▶ **Excerpts from point annotation data**
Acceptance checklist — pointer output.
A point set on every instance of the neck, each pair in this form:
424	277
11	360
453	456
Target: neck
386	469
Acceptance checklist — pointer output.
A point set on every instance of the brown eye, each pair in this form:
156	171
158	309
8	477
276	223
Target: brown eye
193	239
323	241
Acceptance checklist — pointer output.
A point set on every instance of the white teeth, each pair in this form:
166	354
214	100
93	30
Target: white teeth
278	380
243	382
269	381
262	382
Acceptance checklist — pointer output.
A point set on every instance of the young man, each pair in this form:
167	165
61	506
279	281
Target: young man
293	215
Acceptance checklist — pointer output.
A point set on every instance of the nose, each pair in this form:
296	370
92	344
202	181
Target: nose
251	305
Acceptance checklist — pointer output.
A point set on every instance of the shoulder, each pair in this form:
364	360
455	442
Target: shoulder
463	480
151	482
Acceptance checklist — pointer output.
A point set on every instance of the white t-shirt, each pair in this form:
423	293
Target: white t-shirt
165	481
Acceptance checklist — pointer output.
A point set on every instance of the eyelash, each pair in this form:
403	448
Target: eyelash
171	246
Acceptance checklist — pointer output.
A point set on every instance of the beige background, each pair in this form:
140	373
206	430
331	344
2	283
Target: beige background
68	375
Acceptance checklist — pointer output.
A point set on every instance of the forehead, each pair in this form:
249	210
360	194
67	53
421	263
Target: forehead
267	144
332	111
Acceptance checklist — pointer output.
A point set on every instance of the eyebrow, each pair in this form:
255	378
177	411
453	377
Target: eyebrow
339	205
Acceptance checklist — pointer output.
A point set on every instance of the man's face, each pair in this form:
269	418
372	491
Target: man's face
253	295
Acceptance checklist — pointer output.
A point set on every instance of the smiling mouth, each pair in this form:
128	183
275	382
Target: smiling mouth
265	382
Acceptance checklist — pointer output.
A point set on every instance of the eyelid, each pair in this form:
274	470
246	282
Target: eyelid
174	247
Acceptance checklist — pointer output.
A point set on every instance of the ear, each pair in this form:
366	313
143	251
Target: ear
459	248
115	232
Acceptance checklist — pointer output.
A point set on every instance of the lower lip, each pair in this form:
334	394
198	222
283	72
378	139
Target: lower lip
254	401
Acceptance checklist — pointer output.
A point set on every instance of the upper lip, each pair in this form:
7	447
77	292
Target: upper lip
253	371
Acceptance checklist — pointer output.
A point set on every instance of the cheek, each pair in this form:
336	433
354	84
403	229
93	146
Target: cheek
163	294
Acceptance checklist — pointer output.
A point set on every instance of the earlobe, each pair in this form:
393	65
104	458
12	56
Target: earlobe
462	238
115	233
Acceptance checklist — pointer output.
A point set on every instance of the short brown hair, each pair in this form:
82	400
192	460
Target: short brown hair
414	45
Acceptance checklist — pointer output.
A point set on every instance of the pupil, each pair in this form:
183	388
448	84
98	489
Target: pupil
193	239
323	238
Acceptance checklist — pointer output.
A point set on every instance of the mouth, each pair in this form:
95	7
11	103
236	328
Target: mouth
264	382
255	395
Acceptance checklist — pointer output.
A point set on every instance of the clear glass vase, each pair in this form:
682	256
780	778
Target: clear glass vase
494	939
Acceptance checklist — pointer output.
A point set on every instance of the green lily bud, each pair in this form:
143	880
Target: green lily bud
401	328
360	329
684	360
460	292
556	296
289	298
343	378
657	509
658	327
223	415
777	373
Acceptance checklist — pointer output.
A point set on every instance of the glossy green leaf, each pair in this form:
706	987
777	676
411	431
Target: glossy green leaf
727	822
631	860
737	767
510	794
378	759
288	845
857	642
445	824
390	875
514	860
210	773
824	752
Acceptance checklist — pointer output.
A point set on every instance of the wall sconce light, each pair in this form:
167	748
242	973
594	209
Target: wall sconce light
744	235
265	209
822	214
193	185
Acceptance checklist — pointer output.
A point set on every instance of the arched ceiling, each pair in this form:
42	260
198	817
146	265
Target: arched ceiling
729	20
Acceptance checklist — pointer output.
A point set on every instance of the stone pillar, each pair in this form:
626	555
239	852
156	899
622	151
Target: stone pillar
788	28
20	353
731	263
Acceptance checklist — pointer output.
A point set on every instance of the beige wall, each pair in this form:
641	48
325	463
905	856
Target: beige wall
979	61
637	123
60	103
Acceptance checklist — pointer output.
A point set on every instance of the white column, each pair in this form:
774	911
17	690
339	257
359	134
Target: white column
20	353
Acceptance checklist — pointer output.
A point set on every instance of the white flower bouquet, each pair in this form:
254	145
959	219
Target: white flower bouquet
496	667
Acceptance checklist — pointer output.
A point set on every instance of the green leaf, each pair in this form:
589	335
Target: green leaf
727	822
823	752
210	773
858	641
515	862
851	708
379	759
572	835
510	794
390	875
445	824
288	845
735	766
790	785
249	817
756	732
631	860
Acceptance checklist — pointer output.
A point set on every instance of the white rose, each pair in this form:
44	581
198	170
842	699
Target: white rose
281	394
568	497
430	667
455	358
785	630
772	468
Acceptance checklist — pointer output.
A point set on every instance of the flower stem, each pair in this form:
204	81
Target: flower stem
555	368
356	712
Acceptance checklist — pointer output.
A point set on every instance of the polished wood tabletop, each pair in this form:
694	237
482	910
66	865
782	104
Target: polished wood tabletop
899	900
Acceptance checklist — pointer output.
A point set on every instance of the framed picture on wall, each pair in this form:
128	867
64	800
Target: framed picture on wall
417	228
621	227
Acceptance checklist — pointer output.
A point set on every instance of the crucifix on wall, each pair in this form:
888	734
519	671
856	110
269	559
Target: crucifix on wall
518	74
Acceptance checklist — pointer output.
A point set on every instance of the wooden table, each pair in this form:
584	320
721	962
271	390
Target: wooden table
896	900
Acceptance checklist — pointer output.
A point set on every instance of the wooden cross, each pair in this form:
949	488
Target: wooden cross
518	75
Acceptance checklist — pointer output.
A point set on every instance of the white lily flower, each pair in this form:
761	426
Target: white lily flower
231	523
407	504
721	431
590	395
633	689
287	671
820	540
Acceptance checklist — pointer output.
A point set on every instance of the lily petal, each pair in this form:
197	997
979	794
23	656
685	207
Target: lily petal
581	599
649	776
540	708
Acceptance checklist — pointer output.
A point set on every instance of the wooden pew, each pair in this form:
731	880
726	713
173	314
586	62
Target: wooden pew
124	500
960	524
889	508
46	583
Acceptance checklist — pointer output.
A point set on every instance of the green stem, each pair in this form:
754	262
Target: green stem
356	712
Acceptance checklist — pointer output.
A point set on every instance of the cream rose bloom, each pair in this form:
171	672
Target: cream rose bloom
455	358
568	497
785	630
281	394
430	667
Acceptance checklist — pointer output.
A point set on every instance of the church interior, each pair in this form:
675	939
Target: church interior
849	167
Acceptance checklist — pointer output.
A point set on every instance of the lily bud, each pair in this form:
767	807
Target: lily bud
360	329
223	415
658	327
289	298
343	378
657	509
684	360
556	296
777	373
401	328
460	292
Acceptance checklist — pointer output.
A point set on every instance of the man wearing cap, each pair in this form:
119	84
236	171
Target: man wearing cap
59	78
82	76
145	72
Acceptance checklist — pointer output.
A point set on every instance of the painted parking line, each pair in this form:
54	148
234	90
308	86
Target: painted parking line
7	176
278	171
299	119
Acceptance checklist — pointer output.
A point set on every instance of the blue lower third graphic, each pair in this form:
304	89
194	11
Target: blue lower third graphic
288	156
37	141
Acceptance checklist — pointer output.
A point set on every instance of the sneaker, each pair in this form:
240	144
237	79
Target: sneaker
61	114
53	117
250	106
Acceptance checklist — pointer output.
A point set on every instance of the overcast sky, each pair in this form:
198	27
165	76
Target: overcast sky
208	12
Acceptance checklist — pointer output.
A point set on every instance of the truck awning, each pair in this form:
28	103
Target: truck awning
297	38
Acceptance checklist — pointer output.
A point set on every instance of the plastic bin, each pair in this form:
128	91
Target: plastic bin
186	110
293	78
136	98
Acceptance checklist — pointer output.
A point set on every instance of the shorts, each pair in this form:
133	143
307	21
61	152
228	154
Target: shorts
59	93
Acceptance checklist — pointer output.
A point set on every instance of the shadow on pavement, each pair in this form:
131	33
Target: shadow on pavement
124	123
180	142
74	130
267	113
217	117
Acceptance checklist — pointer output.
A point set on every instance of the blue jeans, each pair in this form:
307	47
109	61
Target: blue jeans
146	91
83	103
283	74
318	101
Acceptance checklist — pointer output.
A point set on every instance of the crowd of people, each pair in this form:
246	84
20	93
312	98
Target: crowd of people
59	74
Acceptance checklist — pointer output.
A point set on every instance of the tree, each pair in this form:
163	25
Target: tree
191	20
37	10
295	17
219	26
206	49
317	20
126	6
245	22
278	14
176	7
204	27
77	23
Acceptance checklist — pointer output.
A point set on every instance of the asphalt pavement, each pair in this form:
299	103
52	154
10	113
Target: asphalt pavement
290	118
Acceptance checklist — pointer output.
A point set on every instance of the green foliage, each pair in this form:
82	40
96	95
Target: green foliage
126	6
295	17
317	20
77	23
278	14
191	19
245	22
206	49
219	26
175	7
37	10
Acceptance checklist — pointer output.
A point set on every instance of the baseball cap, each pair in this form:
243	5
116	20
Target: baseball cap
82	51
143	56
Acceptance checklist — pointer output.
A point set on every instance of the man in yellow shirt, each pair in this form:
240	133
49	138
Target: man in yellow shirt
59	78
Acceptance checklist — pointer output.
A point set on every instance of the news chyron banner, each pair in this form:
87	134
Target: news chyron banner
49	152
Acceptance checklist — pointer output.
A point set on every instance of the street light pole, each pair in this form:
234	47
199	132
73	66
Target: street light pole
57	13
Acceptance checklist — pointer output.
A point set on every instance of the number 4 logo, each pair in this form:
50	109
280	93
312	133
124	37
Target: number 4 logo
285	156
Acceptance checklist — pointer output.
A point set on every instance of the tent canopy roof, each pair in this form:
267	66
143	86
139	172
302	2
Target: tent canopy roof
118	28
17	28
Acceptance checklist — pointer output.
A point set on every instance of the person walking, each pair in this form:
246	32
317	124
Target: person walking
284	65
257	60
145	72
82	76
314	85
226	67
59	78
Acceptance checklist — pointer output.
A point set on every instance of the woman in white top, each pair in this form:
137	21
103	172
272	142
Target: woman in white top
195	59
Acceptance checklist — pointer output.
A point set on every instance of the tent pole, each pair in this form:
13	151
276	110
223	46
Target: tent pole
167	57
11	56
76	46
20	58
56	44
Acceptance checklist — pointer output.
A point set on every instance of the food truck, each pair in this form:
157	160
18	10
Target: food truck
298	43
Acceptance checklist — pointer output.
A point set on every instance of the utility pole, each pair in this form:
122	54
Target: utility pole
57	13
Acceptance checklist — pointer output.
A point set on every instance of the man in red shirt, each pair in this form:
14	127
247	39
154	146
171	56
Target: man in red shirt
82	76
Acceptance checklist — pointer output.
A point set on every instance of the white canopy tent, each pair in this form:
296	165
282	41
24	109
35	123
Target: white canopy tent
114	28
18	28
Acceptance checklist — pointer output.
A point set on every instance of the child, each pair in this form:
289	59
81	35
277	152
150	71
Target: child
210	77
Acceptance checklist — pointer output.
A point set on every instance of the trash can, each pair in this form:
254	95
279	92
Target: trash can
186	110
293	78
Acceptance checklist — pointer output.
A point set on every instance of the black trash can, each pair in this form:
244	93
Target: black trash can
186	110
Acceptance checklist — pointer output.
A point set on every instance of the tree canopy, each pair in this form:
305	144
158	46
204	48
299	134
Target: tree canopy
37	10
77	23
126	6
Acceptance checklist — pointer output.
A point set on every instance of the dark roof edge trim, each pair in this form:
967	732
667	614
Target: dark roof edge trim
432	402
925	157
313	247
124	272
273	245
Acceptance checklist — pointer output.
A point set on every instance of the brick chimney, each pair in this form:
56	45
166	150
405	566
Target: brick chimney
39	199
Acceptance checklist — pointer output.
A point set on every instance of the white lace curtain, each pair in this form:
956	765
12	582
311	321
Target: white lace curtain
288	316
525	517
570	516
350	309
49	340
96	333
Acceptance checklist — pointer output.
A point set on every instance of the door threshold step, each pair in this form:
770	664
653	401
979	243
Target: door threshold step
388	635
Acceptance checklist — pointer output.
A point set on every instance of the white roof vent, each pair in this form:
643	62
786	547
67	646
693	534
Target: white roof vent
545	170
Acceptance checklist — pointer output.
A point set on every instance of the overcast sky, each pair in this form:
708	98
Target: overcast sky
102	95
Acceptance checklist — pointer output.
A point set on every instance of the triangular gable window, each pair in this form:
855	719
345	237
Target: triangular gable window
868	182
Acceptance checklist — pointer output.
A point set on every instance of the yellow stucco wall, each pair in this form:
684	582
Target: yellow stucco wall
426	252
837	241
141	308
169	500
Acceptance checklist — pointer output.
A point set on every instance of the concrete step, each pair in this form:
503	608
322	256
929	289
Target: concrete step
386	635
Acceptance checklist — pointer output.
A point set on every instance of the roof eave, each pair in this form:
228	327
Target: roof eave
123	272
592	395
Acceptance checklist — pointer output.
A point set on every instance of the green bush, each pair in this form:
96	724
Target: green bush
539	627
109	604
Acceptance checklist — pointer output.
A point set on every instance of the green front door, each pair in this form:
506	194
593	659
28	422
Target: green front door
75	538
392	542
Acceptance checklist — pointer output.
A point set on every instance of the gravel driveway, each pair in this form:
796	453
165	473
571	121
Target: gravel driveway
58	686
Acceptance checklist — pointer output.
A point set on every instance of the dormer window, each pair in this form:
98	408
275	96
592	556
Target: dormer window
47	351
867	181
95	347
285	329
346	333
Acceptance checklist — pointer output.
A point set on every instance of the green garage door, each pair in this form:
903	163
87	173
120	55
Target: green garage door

▶ **WHAT TO WORK ON**
Pick out and copy every line above that contains the word "shoulder". Case counts.

▶ **TASK RESULT**
A point set on every instance of the shoulder, each pair in this form:
Target: shoulder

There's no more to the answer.